[Requirements]
a: Using the book award announcement, answer each question in one line, marking the answers (i), (ii), and (iii) to match.
(i) How many awards are given each competition cycle, and in which categories?
(ii) At what time, on what date, and where will the winners give their public talk?
(iii) Which publisher released "Seizing Freedom: Slave Emancipation and Liberty for All"?
b: Continue the book award announcement from the point where it ends.

[Excerpt]
---------------
Public talk planned with Hall Center book award winners


LAWRENCE – The Hall Center for the Humanities has announced the winners of the 2015 Byron Caldwell Smith Book Award. One award for fiction and one for nonfiction is given each competition cycle.

The winners will receive their awards and deliver a public talk at 4 p.m. Sept. 10 at the Hall Center for the Humanities. The event is free and open to the public. A reception and book signing will also take place.

The nonfiction committee selected David Roediger, Foundation Distinguished Professor of American Studies/History at the University of Kansas, to receive the award for "Seizing Freedom: Slave Emancipation and Liberty for All" (Verso Books). Roediger’s radical new history redefines the idea of freedom after the jubilee, using fresh sources and texts to build on the leading historical accounts of Emancipation and Reconstruction. Reinstating ex-slaves’ own “freedom dreams” in constructing these histories, Roediger creates a masterful account of the emancipation and its ramifications on a whole host of day-to-day concerns for whites and blacks alike, such as property relations, gender roles and labor. Committee members recognized the importance of Seizing Freedom, considering it a “work of superb scholarship and a significant contribution to the humanities writ large.”
---------------
[Data]
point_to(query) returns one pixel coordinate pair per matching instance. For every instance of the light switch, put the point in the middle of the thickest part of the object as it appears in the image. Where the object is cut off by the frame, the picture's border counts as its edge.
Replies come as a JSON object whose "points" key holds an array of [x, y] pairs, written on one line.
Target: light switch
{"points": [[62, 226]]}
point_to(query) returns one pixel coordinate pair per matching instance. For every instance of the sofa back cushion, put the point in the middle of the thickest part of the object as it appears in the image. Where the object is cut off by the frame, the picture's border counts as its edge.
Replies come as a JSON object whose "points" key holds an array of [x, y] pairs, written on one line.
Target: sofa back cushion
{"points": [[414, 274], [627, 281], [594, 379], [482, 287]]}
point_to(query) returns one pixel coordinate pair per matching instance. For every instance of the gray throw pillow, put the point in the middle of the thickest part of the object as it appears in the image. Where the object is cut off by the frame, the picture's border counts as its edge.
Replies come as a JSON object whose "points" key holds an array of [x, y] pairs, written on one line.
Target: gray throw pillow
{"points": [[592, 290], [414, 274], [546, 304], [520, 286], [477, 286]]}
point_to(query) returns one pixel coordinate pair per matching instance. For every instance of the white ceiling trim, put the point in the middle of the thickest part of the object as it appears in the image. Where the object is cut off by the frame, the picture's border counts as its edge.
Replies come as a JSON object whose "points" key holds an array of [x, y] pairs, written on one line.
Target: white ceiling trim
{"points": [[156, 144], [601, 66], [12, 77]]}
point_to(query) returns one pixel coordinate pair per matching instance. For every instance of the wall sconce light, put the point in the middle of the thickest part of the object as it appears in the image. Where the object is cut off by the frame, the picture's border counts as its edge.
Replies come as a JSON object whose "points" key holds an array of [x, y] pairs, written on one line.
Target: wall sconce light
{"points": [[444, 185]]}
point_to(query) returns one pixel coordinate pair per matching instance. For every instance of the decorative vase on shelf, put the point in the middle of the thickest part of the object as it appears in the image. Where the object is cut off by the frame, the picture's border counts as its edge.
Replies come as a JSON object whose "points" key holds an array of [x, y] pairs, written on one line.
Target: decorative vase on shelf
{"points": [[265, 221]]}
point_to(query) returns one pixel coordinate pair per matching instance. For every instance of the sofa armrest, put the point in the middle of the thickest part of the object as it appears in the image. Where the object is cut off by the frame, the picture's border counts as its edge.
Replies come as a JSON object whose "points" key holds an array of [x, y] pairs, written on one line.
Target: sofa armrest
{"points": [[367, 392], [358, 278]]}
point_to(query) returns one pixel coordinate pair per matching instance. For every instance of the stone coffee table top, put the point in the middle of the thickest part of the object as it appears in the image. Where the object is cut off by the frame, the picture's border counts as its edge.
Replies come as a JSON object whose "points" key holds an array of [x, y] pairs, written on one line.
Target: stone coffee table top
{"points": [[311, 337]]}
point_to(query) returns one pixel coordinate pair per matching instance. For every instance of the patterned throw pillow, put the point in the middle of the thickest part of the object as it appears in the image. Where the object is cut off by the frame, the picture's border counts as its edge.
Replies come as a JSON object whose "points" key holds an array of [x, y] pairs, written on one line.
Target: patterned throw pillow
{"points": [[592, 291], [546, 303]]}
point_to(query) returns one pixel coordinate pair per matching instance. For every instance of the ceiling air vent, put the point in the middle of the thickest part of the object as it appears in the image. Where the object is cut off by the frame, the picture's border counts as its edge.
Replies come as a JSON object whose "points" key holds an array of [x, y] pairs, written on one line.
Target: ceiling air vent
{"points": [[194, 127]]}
---------------
[Answers given]
a:
(i) Two awards are given each cycle: one for fiction and one for nonfiction.
(ii) At 4 p.m. on Sept. 10, at the Hall Center for the Humanities.
(iii) Verso Books.

b:
The fiction committee selected Thomas Fox Averill, writer-in-residence and professor of English at Washburn University, to receive the award for "A Carol Dickens Christmas" (University of New Mexico Press). It’s Christmas, and Carol Dickens is in transition. Her son is about to leave for college. Her ex-husband wants to move to Arizona. Her friend Laurence, who uses a wheelchair, has fallen in love with her. To top it all off, Scraps, the family dog, is dying. As her world spins out of control, Carol seeks refuge in her research on the use of the semicolon as well as and in her yearly ritual of cooking the perfect series of holiday meals inspired by "A Christmas Carol." Reviews of the book claim it “is a book that’s more than the sum of its parts: It’s a tale of seemingly ordinary people and their more or less ordinary lives that speaks to deeper truths of what it means to be human, what it means to change, what it means to love.”

The Byron Caldwell Smith Award was established at the bequest of Kate Stephens, a former KU student and one of the university's first female professors. As an undergraduate, Stephens learned to love the study of Greek language and literature from Professor Byron Caldwell Smith. In his name, she established this award, given biennially to individuals who live or are employed in Kansas and who have written an outstanding book published in the previous two years. The next Byron Caldwell Smith Award will be given in 2017.

For more information, please contact the Hall Center via email or call (785) 864-4798.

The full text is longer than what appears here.